TASK PROMPT
Copy out the entries in full and with complete accuracy; pictures are excluded.

STORED RECORDS
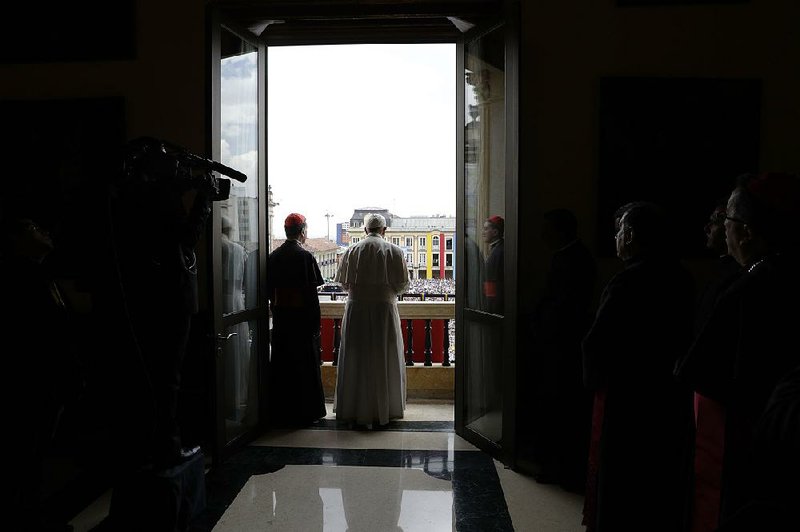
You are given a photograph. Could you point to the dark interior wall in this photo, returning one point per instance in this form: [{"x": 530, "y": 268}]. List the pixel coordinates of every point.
[
  {"x": 569, "y": 47},
  {"x": 150, "y": 81}
]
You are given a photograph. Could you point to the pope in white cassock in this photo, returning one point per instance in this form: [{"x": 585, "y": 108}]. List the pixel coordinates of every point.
[{"x": 371, "y": 379}]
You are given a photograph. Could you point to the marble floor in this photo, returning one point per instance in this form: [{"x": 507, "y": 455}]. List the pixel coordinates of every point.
[{"x": 416, "y": 475}]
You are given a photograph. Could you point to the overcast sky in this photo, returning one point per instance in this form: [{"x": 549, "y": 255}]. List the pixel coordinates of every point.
[{"x": 352, "y": 126}]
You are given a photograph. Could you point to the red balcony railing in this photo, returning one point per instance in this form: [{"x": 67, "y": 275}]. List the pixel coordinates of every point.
[{"x": 427, "y": 330}]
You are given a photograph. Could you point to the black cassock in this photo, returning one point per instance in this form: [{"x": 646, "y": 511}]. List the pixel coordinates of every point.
[
  {"x": 297, "y": 396},
  {"x": 746, "y": 346},
  {"x": 639, "y": 457}
]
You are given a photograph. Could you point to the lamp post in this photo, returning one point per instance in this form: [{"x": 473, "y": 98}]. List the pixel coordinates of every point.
[{"x": 329, "y": 216}]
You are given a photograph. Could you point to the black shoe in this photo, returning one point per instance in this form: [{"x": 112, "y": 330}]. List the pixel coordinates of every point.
[
  {"x": 545, "y": 478},
  {"x": 188, "y": 453}
]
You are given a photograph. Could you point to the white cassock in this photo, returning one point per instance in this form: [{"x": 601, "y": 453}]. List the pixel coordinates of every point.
[{"x": 371, "y": 374}]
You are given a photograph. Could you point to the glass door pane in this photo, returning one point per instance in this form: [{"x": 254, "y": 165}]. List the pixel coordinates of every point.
[
  {"x": 239, "y": 238},
  {"x": 484, "y": 224}
]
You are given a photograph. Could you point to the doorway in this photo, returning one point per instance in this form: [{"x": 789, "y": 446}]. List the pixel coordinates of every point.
[{"x": 483, "y": 34}]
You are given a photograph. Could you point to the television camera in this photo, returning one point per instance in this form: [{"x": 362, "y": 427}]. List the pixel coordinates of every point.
[{"x": 154, "y": 160}]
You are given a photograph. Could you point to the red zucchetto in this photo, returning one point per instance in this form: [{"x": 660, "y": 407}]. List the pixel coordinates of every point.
[{"x": 294, "y": 219}]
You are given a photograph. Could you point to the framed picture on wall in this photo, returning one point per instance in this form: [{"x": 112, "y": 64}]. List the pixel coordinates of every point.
[{"x": 679, "y": 142}]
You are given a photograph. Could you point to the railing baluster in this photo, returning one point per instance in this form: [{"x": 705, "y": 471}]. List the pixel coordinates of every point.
[
  {"x": 410, "y": 347},
  {"x": 446, "y": 344},
  {"x": 337, "y": 338},
  {"x": 428, "y": 342}
]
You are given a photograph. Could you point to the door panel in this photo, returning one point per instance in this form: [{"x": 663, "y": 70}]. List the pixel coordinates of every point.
[{"x": 487, "y": 184}]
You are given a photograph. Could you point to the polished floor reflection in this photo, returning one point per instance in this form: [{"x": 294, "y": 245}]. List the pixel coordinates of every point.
[{"x": 417, "y": 475}]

RESPONSE TO THE EXERCISE
You are given a photograph. Could you point to the dark interior wall in this photo, returning one point per instance in this form: [{"x": 530, "y": 268}]. List the pixel coordinates of every point.
[
  {"x": 569, "y": 47},
  {"x": 150, "y": 81}
]
You are given a photograph. Could you point to the pope in white cassock in this photo, returning one point per instance in this form: [{"x": 585, "y": 108}]. List the pixel coordinates of every point.
[{"x": 371, "y": 379}]
You are given a photograph. Could you point to the marble floor in this photo, returning one point per instance in this form: [{"x": 507, "y": 455}]. List the pixel coordinates of every point.
[{"x": 416, "y": 475}]
You are given a photograph. Could you point to the overcast sky in this photo, returning one point per instance in this form: [{"x": 549, "y": 255}]. List the pixel coordinates of every point.
[{"x": 352, "y": 126}]
You are given a photograph. Could you point to the red balcony railing in this photo, returning one point per instance in this form: [{"x": 67, "y": 275}]. List the pixel coordinates of every point.
[{"x": 427, "y": 330}]
You are given a photograph. Could you point to the black cassock in this photo, returning one point per instance in this form: [{"x": 646, "y": 511}]. List the pixel coordinates of every point.
[
  {"x": 297, "y": 396},
  {"x": 746, "y": 346},
  {"x": 639, "y": 457}
]
You are given a photograph. Could you point to the lamp post in this photo, returning one point per instance in this form: [{"x": 473, "y": 98}]. List the pixel coordinates of every point.
[{"x": 329, "y": 216}]
You are given a photograph. Could you point to the black shoe in this photo, returning one point per instance in this form: [{"x": 112, "y": 330}]. List the pixel coordinates of every point.
[
  {"x": 545, "y": 478},
  {"x": 188, "y": 453}
]
You are given a photograph. Could you point to the white cassock in this photo, returning one point per instance in this form: [{"x": 601, "y": 453}]. List the pixel coordinates of every point.
[{"x": 371, "y": 374}]
You are given a photograph. Could you point to the glass door pane in this photo, returning one point per instance in this form: [{"x": 254, "y": 165}]. List the pixel coordinates of every point.
[
  {"x": 239, "y": 238},
  {"x": 484, "y": 224}
]
You are given a photograph. Could you point to the doorway in this photo, returning one point per instance in this form: [{"x": 789, "y": 446}]. List the pixel coordinates of every point.
[{"x": 483, "y": 34}]
You are given a photograph. Could you point to the television camera in this photo, returning one point per instance in this form: [{"x": 362, "y": 427}]. List the pixel coordinates of every point.
[{"x": 154, "y": 160}]
You are given a photograph. Could you point to the red zucchetto in this photo, returning one point per instance in this form: [{"x": 660, "y": 407}]. List the pixel coordinates of every point.
[{"x": 294, "y": 219}]
You are given a photograph. Could you point to the framed picture on wall in this photo, returning one point per instance in this form: [{"x": 112, "y": 64}]. List the pixel coordinates of every point.
[{"x": 679, "y": 142}]
You are given a photograph. Could you point to the railing baluster in this photo, returning one point per instance in this form: [{"x": 705, "y": 471}]. List the pixel coordinates of every point.
[
  {"x": 410, "y": 347},
  {"x": 446, "y": 344},
  {"x": 337, "y": 338},
  {"x": 428, "y": 342}
]
You are given a photograph. Could you point to the door panel in this photo, returning one point per instance in this form: [{"x": 663, "y": 70}]. List the pixel coordinates of every point.
[{"x": 487, "y": 184}]
You are given a photograph. Could you point to the polished floor reflection in this photo, returning one point per instance in this form: [{"x": 294, "y": 245}]. List the pixel coordinates of every point.
[{"x": 417, "y": 475}]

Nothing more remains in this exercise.